**Task directions**
Output each entry verbatim and exclude every picture from it.

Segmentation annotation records

########

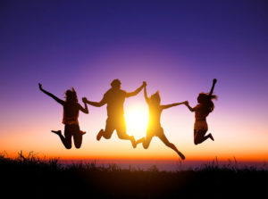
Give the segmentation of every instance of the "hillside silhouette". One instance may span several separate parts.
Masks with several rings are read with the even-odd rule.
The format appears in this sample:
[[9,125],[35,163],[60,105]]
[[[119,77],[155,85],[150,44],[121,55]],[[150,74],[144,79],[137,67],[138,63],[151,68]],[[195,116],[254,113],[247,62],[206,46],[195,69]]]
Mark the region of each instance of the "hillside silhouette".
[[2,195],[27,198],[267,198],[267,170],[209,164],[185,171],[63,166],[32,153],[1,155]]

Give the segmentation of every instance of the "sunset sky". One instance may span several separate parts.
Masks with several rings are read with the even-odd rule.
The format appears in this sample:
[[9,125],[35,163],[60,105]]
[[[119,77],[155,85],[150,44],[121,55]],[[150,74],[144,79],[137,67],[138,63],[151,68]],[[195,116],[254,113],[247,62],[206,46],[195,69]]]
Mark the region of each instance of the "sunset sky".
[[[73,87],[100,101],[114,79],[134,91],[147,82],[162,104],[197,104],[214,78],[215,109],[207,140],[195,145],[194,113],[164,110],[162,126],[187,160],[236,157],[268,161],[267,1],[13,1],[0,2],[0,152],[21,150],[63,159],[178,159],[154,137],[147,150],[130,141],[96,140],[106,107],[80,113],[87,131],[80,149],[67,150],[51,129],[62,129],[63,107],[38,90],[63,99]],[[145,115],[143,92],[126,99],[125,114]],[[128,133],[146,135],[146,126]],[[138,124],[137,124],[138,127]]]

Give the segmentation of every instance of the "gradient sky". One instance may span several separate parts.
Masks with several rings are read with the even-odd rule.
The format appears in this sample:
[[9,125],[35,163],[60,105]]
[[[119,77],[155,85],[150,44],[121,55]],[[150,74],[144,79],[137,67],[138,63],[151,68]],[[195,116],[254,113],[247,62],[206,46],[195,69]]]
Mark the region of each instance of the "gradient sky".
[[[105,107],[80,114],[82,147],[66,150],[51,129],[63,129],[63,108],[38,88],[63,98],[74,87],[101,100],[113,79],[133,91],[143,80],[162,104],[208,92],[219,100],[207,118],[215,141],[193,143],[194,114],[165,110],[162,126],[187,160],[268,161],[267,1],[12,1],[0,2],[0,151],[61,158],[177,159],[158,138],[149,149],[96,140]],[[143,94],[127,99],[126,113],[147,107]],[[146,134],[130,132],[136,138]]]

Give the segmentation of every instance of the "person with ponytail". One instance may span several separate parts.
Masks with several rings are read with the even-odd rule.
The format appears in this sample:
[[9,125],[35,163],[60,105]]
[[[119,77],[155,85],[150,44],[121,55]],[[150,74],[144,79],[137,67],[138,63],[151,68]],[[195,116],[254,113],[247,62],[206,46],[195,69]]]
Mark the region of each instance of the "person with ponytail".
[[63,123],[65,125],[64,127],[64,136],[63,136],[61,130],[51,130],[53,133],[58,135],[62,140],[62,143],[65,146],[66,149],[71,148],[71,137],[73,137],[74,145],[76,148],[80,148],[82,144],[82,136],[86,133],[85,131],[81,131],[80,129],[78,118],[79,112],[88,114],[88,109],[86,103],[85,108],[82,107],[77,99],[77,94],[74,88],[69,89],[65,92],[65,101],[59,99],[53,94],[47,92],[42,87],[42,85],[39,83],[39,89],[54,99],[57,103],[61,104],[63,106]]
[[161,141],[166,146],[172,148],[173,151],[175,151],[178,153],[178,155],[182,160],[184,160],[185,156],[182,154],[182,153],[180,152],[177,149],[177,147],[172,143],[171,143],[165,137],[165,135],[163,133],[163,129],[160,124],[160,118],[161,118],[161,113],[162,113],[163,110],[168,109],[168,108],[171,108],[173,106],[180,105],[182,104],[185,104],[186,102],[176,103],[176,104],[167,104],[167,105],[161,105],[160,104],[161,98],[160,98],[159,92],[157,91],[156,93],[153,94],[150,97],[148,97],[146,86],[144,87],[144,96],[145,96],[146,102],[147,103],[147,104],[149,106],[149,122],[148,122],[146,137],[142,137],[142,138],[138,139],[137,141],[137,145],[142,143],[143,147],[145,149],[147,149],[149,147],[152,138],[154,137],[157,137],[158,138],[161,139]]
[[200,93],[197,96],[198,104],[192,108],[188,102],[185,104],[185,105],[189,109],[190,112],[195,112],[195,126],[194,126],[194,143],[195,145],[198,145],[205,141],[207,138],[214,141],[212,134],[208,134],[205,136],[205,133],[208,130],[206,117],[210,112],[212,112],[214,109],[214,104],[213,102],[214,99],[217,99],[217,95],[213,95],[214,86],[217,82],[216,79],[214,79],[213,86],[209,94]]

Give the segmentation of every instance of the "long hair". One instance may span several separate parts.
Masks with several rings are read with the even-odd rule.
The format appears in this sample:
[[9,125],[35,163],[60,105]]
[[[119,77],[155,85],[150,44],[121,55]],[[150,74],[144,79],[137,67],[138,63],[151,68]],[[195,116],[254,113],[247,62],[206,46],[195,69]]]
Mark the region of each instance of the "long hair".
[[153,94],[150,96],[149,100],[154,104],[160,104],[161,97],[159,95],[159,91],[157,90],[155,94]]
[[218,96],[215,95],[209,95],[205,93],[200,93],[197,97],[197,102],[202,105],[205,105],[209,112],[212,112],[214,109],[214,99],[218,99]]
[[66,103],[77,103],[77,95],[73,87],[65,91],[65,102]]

########

**Output of the exercise**
Give the segmentation of every instance of the "hillside silhouette". One instance may span several separate parts.
Masks with several rings are read with the even-odd rule.
The format appears in this sample:
[[9,125],[35,163],[60,105]]
[[[119,77],[155,85],[150,44],[121,55]],[[150,74],[144,79],[137,67],[138,63],[151,68]],[[195,116],[254,113],[247,62],[206,46],[195,69]]]
Mark the region of each instance of the "hillside silhouette".
[[2,195],[27,198],[267,198],[267,170],[209,164],[185,171],[63,166],[32,153],[1,155]]

Give the segmentation of every instance of the "sunset sky". One instance may span several separate parts.
Masks with several rings are read with the even-odd rule.
The format appears in this sample:
[[9,125],[35,163],[60,105]]
[[[119,77],[155,85],[150,44],[121,55]],[[150,74],[144,79],[137,67],[138,63],[151,68]],[[195,116],[254,113],[247,62],[206,46],[195,69]]]
Mark the region of each instance of the "sunset sky".
[[[73,87],[100,101],[114,79],[134,91],[147,82],[162,104],[197,104],[214,78],[215,109],[207,140],[195,145],[194,113],[164,110],[162,126],[187,160],[236,157],[268,161],[267,1],[13,1],[0,2],[0,152],[21,150],[63,159],[178,159],[154,137],[147,150],[130,141],[96,140],[106,107],[80,113],[87,131],[80,149],[67,150],[51,129],[62,129],[63,107],[38,90],[63,99]],[[145,115],[143,92],[126,99],[125,114]],[[128,133],[146,135],[146,126]],[[138,124],[137,124],[138,127]]]

Give the segmentation of every instance of the "gradient sky". One instance may span several separate parts.
Masks with several rings are read with the even-odd rule.
The format appears in this sample:
[[9,125],[35,163],[60,105]]
[[[119,77],[155,85],[150,44],[121,55]],[[150,74],[144,79],[137,67],[138,63],[151,68]],[[195,116],[254,113],[247,62],[206,46],[195,69]]]
Mark the region of each instance of the "gradient sky".
[[[105,107],[80,114],[82,147],[66,150],[51,129],[63,129],[63,108],[38,88],[63,98],[74,87],[101,100],[113,79],[133,91],[143,80],[162,104],[208,92],[219,100],[207,118],[215,141],[193,143],[194,114],[165,110],[162,126],[187,160],[268,161],[267,1],[12,1],[0,2],[0,151],[61,158],[177,159],[158,138],[149,149],[96,140]],[[143,94],[127,99],[126,113],[147,107]],[[146,134],[130,132],[136,138]]]

Give the segmentation of every instance of the "person with ponytail". One instance may span several separate parts.
Masks with several rings are read with the even-odd rule.
The format appears in this sample:
[[9,125],[35,163],[60,105]]
[[[119,77],[155,85],[150,44],[121,55]],[[150,74],[144,79],[137,67],[138,63],[151,68]],[[195,116],[254,113],[247,62],[206,46],[195,69]]]
Mark the region of each instance of the "person with ponytail".
[[63,123],[65,125],[64,127],[64,136],[63,136],[61,130],[51,130],[53,133],[58,135],[62,140],[62,143],[65,146],[66,149],[71,148],[71,137],[73,137],[74,145],[76,148],[80,148],[82,144],[82,136],[86,133],[85,131],[81,131],[80,129],[78,118],[79,112],[88,114],[88,109],[86,103],[85,108],[82,107],[77,99],[77,94],[74,88],[69,89],[65,92],[65,101],[59,99],[53,94],[47,92],[42,87],[42,85],[39,83],[39,89],[54,99],[57,103],[61,104],[63,106]]
[[161,141],[166,146],[172,148],[173,151],[175,151],[178,153],[178,155],[182,160],[184,160],[185,156],[182,154],[182,153],[180,152],[177,149],[177,147],[172,143],[171,143],[165,137],[165,135],[163,133],[163,129],[160,124],[160,118],[161,118],[161,113],[162,113],[163,110],[168,109],[168,108],[171,108],[173,106],[180,105],[182,104],[185,104],[186,102],[176,103],[176,104],[167,104],[167,105],[161,105],[160,104],[161,98],[160,98],[159,92],[157,91],[156,93],[153,94],[150,97],[148,97],[146,86],[144,87],[144,96],[145,96],[146,102],[147,103],[147,104],[149,106],[149,122],[148,122],[146,137],[142,137],[142,138],[138,139],[137,141],[137,145],[142,143],[143,147],[145,149],[147,149],[149,147],[152,138],[154,137],[157,137],[158,138],[161,139]]
[[200,93],[197,96],[198,104],[192,108],[188,102],[185,104],[185,105],[189,109],[190,112],[195,112],[195,126],[194,126],[194,143],[195,145],[198,145],[205,141],[207,138],[214,141],[212,134],[208,134],[205,136],[205,133],[208,130],[206,117],[210,112],[212,112],[214,109],[214,104],[213,102],[214,99],[217,99],[217,95],[213,95],[214,86],[217,82],[216,79],[214,79],[213,86],[209,94]]

Give the segmentation of every instance of the "long hair". One instance may span several separate parts.
Masks with several rings are read with the even-odd rule.
The format appears in this sample:
[[9,125],[35,163],[60,105]]
[[[119,77],[155,85],[150,44],[121,55]],[[150,74],[144,79],[137,67],[138,63],[151,68]],[[195,116],[254,113],[247,62],[206,46],[195,69]]]
Mark the region of each instance of the "long hair".
[[153,94],[150,96],[149,100],[154,104],[160,104],[161,97],[159,95],[159,91],[157,90],[155,94]]
[[218,96],[215,95],[209,95],[205,93],[200,93],[197,97],[197,102],[202,105],[205,105],[209,112],[212,112],[214,109],[214,99],[218,99]]
[[66,103],[77,103],[77,95],[73,87],[65,91],[65,102]]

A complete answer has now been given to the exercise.